**Work to complete:** Return every record verbatim.

**Source records:**
--- start ---
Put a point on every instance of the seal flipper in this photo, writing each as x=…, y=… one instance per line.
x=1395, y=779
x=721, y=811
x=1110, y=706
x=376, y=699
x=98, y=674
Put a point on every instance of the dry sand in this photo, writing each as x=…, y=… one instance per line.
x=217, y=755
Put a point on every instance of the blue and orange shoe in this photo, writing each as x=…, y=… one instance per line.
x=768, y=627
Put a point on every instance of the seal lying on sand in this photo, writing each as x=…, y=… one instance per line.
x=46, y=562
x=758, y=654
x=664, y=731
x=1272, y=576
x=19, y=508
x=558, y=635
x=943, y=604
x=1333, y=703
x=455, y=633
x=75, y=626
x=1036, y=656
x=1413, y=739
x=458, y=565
--- end ---
**Solved exercise:**
Put a point on every instance of the seal flipper in this photo, writing each as x=…, y=… one instance per line.
x=1395, y=779
x=721, y=811
x=1110, y=706
x=376, y=699
x=98, y=674
Put a point on every instance of the dry sand in this photo, writing each as x=…, y=… one instance per line.
x=217, y=755
Put a point on every instance of the blue and orange shoe in this photo, writing each as x=…, y=… one instance per line.
x=768, y=627
Put a point on every instance of the seal lying on sand in this photo, writing each as x=…, y=… one instance per line.
x=46, y=562
x=758, y=654
x=664, y=731
x=1272, y=576
x=19, y=508
x=558, y=635
x=943, y=604
x=1333, y=703
x=455, y=633
x=75, y=626
x=1036, y=656
x=1413, y=739
x=458, y=565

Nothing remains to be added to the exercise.